--- EXERCISE DETAILS ---
Please copy out the material below line by line, keeping every character, space and number unchanged.
::::
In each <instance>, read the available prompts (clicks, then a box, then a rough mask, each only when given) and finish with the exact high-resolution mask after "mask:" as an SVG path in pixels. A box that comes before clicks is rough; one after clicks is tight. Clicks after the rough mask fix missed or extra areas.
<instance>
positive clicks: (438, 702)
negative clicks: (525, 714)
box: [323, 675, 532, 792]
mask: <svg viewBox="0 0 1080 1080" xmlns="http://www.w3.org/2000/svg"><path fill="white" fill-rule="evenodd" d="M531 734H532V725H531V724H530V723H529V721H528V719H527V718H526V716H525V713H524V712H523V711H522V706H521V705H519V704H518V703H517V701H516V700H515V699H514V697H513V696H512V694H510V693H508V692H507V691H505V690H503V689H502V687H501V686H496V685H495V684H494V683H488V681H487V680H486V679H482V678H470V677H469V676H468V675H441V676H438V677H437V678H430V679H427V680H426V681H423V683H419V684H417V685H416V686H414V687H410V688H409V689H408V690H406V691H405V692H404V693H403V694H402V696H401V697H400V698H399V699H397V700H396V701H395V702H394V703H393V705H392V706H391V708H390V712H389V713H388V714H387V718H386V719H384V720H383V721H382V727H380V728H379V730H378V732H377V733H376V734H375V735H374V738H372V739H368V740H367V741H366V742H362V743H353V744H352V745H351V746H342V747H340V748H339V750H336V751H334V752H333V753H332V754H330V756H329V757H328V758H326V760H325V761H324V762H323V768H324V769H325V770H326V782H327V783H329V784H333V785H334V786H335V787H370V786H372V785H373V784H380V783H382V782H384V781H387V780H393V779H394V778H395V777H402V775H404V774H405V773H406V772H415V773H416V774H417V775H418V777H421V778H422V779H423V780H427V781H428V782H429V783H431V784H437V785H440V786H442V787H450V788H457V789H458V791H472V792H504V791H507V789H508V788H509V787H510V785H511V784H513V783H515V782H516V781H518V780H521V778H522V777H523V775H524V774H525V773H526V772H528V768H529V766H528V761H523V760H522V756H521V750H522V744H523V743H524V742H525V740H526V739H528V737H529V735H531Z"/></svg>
::::
--- SOLUTION ---
In each <instance>, read the available prompts (clicks, then a box, then a rough mask, each only when given) and finish with the exact high-resolution mask after "mask:" as an SVG path in pixels. A box that comes before clicks is rough; one after clicks is tight. Clicks after the rough mask fix missed or extra areas.
<instance>
positive clicks: (438, 702)
negative clicks: (525, 714)
box: [323, 675, 532, 792]
mask: <svg viewBox="0 0 1080 1080" xmlns="http://www.w3.org/2000/svg"><path fill="white" fill-rule="evenodd" d="M531 734H532V725H531V724H530V723H529V721H528V719H527V718H526V716H525V713H524V712H523V711H522V706H521V705H519V704H518V703H517V701H516V700H515V699H514V697H513V696H512V694H510V693H508V692H507V691H505V690H503V689H502V687H501V686H496V685H495V684H494V683H488V681H487V680H486V679H482V678H470V677H469V676H468V675H441V676H438V677H437V678H430V679H427V680H426V681H423V683H419V684H417V685H416V686H414V687H410V688H409V689H408V690H406V691H405V692H404V693H403V694H402V696H401V697H400V698H399V699H397V700H396V701H395V702H394V703H393V705H392V706H391V708H390V712H389V713H388V714H387V718H386V719H384V720H383V721H382V727H380V728H379V730H378V732H377V733H376V734H375V735H374V738H372V739H368V740H367V741H366V742H362V743H353V744H352V745H351V746H342V747H340V748H339V750H336V751H334V752H333V753H332V754H330V756H329V757H328V758H326V760H325V761H324V762H323V768H324V769H325V770H326V782H327V783H329V784H333V785H334V786H335V787H370V786H372V785H373V784H380V783H382V782H384V781H387V780H393V779H394V778H395V777H402V775H404V774H405V773H406V772H415V773H416V774H417V775H418V777H421V778H422V779H423V780H427V781H428V782H429V783H431V784H437V785H440V786H442V787H450V788H457V789H458V791H472V792H504V791H507V789H508V788H509V787H510V785H511V784H513V783H515V782H516V781H518V780H521V778H522V777H523V775H524V774H525V773H526V772H528V768H529V766H528V761H523V760H522V756H521V750H522V744H523V743H524V742H525V740H526V739H528V737H529V735H531Z"/></svg>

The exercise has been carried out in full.